**WHAT IS NEEDED**
I would like every record below transcribed exactly as it is.

---------- DATA FOR THIS TASK ----------

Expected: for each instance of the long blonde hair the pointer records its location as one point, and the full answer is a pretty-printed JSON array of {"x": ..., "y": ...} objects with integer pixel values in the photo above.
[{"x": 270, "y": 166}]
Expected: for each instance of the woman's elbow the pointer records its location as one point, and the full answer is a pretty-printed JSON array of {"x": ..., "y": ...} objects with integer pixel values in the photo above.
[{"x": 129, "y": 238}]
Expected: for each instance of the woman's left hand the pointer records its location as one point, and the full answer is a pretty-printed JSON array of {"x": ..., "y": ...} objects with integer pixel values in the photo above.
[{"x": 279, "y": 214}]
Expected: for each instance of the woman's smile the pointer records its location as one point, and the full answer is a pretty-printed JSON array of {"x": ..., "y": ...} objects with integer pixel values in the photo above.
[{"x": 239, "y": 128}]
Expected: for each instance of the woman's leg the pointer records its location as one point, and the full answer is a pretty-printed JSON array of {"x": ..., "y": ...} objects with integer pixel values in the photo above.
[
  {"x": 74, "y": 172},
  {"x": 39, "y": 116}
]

----------

**EXERCISE RESPONSE**
Expected: for each instance of the long blonde hair the pointer records its location as one point, and the full answer is a pretty-printed JSON array of {"x": ..., "y": ...} objects with integer pixel values in the photo above.
[{"x": 270, "y": 166}]
Expected: for each instance of the woman's elbow the pointer records its location as one point, and the full answer is a pretty-printed JSON array of {"x": ..., "y": ...} objects with integer pixel values in the photo above.
[{"x": 129, "y": 238}]
Expected: for each instance of the woman's left hand the pointer records its location as one point, and the full answer is a pretty-printed JSON array of {"x": ..., "y": ...} objects with integer pixel values in the photo above.
[{"x": 279, "y": 214}]
Expected: for each instance of the woman's smile the pointer records its location as one point, and the full answer is a pretty-printed JSON array of {"x": ..., "y": ...} objects with integer pixel values in the photo above.
[{"x": 239, "y": 128}]
Expected: for each instance of the woman's leg the pointer records its location as one point, and the full answer is a pretty-printed JSON array of {"x": ..., "y": ...} objects with integer pixel values in the photo above.
[
  {"x": 74, "y": 172},
  {"x": 39, "y": 116}
]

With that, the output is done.